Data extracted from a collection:
########

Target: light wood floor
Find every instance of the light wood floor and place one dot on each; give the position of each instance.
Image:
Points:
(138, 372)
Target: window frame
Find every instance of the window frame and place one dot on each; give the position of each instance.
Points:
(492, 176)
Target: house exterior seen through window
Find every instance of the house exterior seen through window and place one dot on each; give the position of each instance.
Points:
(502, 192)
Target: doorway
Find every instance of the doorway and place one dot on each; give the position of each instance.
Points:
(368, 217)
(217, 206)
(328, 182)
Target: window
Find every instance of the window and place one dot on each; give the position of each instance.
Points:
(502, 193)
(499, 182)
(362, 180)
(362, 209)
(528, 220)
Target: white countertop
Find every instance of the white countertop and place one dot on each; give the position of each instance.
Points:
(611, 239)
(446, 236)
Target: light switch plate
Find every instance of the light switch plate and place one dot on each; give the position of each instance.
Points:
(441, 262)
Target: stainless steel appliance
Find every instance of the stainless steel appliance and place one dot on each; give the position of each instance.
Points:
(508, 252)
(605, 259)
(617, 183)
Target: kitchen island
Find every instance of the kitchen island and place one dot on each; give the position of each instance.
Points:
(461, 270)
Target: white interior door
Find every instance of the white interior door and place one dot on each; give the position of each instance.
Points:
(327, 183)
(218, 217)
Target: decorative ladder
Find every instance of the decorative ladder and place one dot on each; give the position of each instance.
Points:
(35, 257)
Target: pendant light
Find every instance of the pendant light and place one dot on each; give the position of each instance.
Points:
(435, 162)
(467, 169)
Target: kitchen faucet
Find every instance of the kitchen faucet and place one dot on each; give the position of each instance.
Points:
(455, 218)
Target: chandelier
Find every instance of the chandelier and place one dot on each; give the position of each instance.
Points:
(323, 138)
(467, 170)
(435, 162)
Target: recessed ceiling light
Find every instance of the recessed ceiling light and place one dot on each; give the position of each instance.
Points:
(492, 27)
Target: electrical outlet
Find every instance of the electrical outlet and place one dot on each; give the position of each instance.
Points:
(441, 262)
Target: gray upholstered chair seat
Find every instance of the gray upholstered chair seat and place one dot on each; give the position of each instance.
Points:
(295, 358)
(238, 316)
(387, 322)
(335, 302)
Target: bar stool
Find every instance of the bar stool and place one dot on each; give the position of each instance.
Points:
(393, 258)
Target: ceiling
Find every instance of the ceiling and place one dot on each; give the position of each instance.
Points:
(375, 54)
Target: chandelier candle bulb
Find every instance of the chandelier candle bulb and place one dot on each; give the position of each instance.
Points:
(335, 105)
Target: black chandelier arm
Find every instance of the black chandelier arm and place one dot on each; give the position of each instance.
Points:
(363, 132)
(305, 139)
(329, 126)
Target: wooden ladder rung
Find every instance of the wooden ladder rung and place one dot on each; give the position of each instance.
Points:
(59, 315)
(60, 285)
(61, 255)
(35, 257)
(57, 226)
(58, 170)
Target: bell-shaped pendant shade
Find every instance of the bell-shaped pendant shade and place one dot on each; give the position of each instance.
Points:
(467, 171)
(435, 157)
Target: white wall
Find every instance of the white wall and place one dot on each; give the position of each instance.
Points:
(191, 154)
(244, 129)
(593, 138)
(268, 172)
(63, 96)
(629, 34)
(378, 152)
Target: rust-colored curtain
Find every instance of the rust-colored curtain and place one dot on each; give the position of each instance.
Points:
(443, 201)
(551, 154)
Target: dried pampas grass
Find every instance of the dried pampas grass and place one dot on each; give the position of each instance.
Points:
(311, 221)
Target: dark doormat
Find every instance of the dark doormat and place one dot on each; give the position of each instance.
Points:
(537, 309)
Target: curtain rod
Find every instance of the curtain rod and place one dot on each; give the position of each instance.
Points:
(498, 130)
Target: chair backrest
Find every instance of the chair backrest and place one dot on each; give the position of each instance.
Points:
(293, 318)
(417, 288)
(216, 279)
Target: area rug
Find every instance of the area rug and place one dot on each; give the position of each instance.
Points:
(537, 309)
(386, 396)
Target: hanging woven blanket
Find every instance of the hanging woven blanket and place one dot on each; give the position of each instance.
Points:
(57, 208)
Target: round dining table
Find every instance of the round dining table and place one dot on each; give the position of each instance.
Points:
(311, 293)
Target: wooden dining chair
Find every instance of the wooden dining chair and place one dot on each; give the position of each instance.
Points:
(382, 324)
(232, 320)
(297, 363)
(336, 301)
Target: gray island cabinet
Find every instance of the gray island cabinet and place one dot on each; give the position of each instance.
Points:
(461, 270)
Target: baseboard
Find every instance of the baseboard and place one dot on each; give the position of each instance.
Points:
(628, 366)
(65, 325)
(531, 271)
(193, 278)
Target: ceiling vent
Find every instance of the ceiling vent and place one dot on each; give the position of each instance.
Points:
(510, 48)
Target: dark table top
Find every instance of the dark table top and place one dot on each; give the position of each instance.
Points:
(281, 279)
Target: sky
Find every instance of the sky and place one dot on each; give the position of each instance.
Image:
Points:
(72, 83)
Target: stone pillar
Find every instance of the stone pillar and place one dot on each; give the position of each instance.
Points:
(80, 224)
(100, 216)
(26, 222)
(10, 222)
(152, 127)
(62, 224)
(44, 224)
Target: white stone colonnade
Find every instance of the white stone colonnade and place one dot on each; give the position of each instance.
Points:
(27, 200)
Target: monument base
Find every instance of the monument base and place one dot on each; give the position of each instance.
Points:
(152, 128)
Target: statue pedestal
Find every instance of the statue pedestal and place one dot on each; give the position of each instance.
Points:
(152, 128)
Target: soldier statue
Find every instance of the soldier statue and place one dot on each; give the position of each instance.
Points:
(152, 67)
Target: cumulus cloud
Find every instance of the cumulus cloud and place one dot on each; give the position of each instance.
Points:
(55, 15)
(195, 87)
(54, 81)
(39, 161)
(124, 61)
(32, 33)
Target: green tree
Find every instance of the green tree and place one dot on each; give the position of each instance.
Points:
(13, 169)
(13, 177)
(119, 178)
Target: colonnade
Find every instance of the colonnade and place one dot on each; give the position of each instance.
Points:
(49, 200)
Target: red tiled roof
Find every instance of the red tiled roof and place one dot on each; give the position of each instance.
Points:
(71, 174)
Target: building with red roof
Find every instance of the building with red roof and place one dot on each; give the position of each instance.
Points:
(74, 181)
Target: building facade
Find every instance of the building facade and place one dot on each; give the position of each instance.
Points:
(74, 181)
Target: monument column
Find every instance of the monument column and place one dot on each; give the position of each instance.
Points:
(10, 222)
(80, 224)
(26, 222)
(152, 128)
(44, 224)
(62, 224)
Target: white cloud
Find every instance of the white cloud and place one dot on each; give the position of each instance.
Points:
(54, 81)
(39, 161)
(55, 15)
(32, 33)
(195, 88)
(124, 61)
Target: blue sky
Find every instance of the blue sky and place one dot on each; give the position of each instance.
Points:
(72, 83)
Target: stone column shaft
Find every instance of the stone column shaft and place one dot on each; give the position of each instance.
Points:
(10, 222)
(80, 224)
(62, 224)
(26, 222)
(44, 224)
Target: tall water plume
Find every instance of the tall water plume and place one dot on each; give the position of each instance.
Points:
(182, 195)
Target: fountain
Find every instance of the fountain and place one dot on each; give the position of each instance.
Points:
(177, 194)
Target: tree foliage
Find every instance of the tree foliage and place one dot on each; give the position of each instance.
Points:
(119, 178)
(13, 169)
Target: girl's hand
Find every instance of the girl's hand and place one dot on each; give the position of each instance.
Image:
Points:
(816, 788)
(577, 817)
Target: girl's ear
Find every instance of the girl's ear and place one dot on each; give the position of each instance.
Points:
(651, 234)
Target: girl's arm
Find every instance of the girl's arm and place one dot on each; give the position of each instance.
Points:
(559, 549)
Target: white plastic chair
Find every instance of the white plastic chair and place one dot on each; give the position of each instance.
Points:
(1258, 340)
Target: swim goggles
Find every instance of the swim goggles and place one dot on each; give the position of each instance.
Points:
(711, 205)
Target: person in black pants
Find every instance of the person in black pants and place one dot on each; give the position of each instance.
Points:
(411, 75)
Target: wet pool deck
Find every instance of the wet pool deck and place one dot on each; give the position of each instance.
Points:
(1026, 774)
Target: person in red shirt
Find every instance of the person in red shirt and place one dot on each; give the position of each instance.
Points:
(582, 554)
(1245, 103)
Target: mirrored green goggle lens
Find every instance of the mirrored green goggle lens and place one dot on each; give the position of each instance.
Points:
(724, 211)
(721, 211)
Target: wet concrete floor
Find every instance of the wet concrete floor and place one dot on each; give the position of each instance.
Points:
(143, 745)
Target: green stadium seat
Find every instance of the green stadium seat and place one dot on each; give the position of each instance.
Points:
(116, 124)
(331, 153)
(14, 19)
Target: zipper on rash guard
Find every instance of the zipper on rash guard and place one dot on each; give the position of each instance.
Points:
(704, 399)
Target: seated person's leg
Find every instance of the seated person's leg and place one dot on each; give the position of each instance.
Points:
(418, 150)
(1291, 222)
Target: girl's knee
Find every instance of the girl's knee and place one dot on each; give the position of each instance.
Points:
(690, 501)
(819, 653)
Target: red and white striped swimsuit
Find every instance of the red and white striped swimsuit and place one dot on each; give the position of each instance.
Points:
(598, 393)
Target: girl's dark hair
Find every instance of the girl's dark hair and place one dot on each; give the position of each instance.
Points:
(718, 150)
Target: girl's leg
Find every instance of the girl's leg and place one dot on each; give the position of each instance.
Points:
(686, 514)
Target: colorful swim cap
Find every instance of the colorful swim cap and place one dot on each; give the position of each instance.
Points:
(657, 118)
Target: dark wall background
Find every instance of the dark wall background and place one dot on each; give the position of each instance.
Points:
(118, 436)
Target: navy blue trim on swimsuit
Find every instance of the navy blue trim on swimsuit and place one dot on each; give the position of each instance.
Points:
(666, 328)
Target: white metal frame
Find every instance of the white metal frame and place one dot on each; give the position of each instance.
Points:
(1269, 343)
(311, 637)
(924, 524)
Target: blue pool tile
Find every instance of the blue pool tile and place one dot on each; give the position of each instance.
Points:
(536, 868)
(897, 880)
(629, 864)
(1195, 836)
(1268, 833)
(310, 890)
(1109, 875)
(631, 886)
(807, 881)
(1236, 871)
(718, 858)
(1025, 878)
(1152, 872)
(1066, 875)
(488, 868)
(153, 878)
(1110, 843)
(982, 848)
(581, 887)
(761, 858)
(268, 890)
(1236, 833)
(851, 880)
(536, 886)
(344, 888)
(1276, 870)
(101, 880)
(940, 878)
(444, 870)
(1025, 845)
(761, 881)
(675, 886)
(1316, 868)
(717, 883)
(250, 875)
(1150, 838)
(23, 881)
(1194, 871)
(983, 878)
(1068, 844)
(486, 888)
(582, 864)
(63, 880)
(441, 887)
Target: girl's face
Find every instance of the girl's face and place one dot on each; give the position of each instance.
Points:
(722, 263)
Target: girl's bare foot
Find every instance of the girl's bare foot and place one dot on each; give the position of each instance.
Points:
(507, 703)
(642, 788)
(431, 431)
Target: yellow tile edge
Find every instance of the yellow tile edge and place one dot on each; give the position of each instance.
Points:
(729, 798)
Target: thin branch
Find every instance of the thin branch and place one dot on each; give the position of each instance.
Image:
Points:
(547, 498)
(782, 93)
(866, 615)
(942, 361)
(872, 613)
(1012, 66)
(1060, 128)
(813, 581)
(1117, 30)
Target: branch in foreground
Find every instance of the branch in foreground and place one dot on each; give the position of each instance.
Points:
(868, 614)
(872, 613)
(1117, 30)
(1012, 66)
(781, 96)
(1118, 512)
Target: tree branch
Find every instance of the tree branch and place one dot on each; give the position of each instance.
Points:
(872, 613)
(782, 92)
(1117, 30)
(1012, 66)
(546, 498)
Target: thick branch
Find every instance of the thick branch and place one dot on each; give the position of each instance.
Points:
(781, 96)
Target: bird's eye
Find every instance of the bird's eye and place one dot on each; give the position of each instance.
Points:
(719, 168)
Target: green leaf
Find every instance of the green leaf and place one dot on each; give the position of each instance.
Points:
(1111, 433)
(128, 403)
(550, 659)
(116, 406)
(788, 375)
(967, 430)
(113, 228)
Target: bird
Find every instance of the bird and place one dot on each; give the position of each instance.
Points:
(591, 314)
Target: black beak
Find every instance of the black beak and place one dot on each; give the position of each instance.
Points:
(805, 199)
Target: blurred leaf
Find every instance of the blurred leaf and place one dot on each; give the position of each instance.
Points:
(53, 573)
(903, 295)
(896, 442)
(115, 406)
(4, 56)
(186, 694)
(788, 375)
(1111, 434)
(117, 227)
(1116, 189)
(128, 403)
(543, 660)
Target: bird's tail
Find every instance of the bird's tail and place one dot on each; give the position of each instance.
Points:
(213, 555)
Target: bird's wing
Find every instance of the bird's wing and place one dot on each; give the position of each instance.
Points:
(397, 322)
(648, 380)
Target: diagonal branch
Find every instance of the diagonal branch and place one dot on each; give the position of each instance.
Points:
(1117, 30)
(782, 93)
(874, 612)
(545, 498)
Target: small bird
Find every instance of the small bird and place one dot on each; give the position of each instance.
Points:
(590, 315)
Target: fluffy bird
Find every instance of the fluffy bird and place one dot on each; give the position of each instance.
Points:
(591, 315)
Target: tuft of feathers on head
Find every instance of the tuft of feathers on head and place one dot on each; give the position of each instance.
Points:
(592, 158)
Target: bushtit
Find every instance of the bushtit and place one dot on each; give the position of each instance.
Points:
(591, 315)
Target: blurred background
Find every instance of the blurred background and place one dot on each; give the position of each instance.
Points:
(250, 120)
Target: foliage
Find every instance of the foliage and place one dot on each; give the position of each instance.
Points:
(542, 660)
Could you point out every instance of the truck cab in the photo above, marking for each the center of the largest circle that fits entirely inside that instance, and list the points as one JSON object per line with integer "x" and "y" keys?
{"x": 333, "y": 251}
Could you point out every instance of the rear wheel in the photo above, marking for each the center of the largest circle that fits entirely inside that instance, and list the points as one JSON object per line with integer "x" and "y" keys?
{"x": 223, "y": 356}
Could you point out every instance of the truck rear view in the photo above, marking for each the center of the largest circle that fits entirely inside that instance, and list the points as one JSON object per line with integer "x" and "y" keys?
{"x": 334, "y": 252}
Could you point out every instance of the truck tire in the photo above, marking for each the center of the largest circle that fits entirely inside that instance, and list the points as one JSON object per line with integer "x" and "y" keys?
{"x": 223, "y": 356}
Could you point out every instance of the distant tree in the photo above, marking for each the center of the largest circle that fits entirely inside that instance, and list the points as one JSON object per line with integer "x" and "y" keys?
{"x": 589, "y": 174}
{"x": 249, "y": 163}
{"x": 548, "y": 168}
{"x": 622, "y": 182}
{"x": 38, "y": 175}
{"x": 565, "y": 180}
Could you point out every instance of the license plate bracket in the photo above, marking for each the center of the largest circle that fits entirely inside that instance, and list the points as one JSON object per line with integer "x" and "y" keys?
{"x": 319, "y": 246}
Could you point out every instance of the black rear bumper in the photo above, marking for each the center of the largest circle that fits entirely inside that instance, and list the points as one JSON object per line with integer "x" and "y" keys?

########

• **WHAT TO PRODUCE**
When you reach the line containing "Find every instance of the wooden ladder" in the data above, start copying exactly, and stop after the line containing "Target: curtain rod".

• **WORKED SOLUTION**
Find every instance of the wooden ladder rung and place one dot on each; give the position of each instance.
Points:
(59, 315)
(60, 285)
(61, 255)
(35, 257)
(57, 226)
(58, 170)
Target: bell-shaped pendant shade
Find every instance of the bell-shaped pendant shade and place one dot on each; give the position of each instance.
Points:
(467, 171)
(435, 157)
Target: white wall
Find every instance of the white wall and place one dot on each; give the position of each instance.
Points:
(191, 154)
(244, 129)
(593, 138)
(268, 172)
(63, 96)
(629, 34)
(378, 152)
Target: rust-colored curtain
Find every instance of the rust-colored curtain and place one dot on each; give the position of each instance.
Points:
(443, 201)
(551, 154)
Target: dried pampas grass
Find every instance of the dried pampas grass and place one dot on each; give the position of each instance.
Points:
(311, 221)
Target: dark doormat
Find every instance of the dark doormat and place one dot on each; give the position of each instance.
Points:
(537, 309)
Target: curtain rod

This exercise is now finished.